DOCUMENT EXTRACT:
------------------------

Esaias van de Velde: Winter Landscape
Esaias van de Velde, Winter Landscape 1623, National Gallery, London. |
Esaias van de Velde (1587-1630)
is surely one of the most significant figures in the whole of Western art,
since it was he, more than any other, who pioneered a new realism in landscape
painting. Esaias was born in Amsterdam in 1587, the son of Hans van de Velde, a
painter who had immigrated to Holland from Flanders. Upon the death of Hans in
1610, Esaias and his mother moved to Haarlem, where Esaias joined the artists’
guild in 1612. In 1618 Esaias moved to The Hague, seat of the Stadtholder (the head
of the Dutch Republic), presumably to increase his earnings potential, and died
at The Hague from unknown causes in 1630, at the age of only 43 (Keyes, Esaias
van de Velde 11-13). So little is known of his life, but he lives through his
paintings. His art depicts a variety of subjects – landscapes, “merry company” scenes,
cavalry skirmishes, travellers attacked by bandits – but all show figures in a
landscape.
As with most of
Esaias’s works, nothing is known about the early history of his Winter Landscape in the National Gallery. It was auctioned by Sotheby’s in
1956 for an anonymous seller, and bought by a commercial gallery called
Slatter’s, who sold it to the National Gallery the following year (McLaren
446). The painting is on an oak panel, signed and dated “E V Velde 1623”. The
painting is easily overlooked because of its small size, but is an important
work by Esaias. It is an early painting in the new “realist” style, yet contains
memories of the older Flemish manner, and it also anticipates the “tonal” style
which became important in the 1630s. “Realism” is a problematic concept, but is
such a useful term that it is difficult to do without it.
In Esaias’s Winter Landscape we see a winding path
upon which a few travellers are walking, to lead our eye into the composition.
To the left there is a farmhouse, surrounded by trees to protect it from the
wind, and some figures playing kolf. Kolf was a game using a stick to strike a
ball, but unlike modern golf, the aim was to hit a target, not get the ball
into a hole. To the right, across some frozen fields, we see trees and
buildings on the distant horizon, including a prominent square tower. At first
sight, the painting might not seem particularly exciting or innovatory, but its
true novelty is revealed if we compare it with a more typical winter landscape
of the period, also in the National Gallery, a small Winter Scene with Skaters near a Castle by Hendrick Avercamp
(1585-1634), who was an almost exact contemporary of Esaias.

------------------------

PROVIDED DATA:

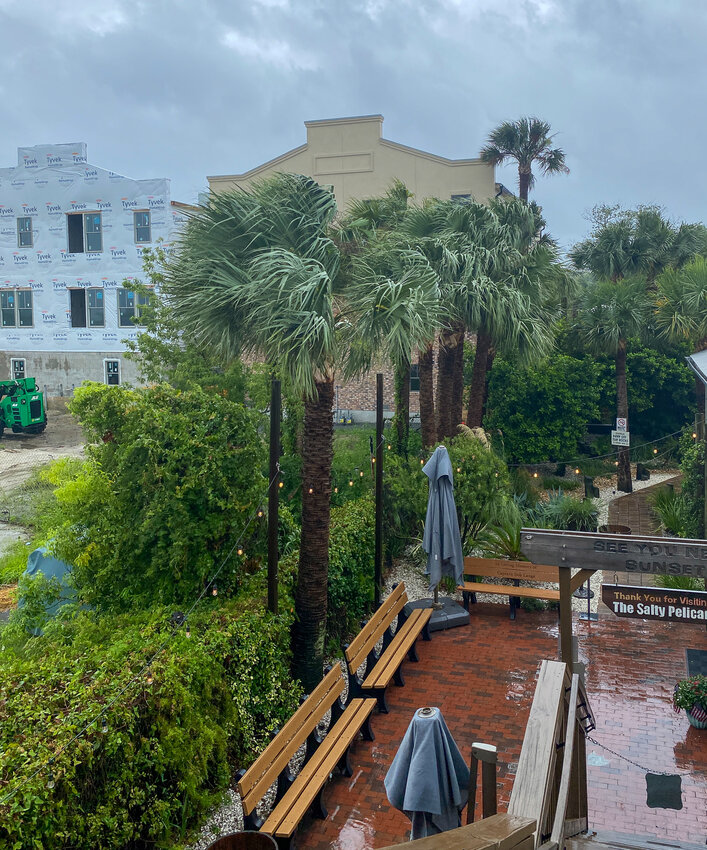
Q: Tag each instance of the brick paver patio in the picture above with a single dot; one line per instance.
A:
(482, 677)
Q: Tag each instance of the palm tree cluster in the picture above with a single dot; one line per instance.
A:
(645, 279)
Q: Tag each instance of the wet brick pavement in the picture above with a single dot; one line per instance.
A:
(482, 677)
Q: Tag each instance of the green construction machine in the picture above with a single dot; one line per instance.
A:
(22, 407)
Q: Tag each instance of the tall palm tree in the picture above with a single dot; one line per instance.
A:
(527, 141)
(611, 312)
(681, 311)
(257, 272)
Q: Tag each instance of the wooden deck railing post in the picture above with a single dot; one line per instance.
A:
(487, 755)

------------------------

DIRECTION A:
Answer these from the text on Esaias van de Velde's Winter Landscape, one answer per line:
(i) In what year did Esaias join the artists' guild in Haarlem?
(ii) What material is the painting on?
(iii) Which commercial gallery bought the painting at the 1956 Sotheby's auction?
DIRECTION B: Carry on the text about Esaias van de Velde's Winter Landscape from its last sentence.
None of the lines is needed here.

EXERCISE ANSWER A:
(i) 1612
(ii) An oak panel
(iii) Slatter's

EXERCISE ANSWER B:
Hendrick Avercamp,Winter Scene with Skaters near a Castle, National Gallery, London |
The most noticeable
difference is that Avercamp’s painting has a circular format, called a tondo,
though it has to be said that Esaias himself sometimes used a tondo format for
smaller paintings. Avercamp’s painting shows extensive snow on the roofs of the
buildings and ice on the ground for his figures to skate on. By contrast, the
painting by Esaias shows only small traces of snow, and this in itself was a
highly original development – a winter scene with hardly any snow. Esaias’s
painting depicts a day in, perhaps, February, when the sky is almost cloudless,
the trees are bare, and the forms of nature are sharply defined by the coldness
of the air. This sensitivity to nuances of weather and atmosphere is a key element
in Esaias’s realism. In the painting by Avercamp, the tree in the foreground
and the castle in the background act as framing devices, with the skaters
placed between them. Avercamp is a sort of journalist in paint. The varying
costumes worn by his figures place them firmly in different social classes, and
the figures engage in a variety of actions: skating on the ice, putting on
skates, throwing snowballs, and riding in a sledge. By contrast, Esaias employs
just a few figures and concentrates more on the surrounding landscape. Esaias’s
figures help to animate the scene and also give a sense of scale. They have a
family resemblance to the country people who populate the paintings of Pieter Bruegel
(1525/30-1569) and we can identify with them as they trudge through the cold
winter landscape. Avercamp’s big tree, with its decorative pattern of branches,
his fairy-tale castle, and his dainty little people are all indebted to
“artificial” Flemish conventions, although none the worse for that. By contrast, Esaias’s
painting is austere and simple, the kind of scene we might actually encounter
on a walk through the countryside. This new realism was possibly rather risky,
as customers tend to be conservative in their tastes and might well have
preferred to buy a more traditional work by an artist like Avercamp. It is
important that Esaias’s Winter Landscape
is very small in size, which meant that he had the freedom to be experimental.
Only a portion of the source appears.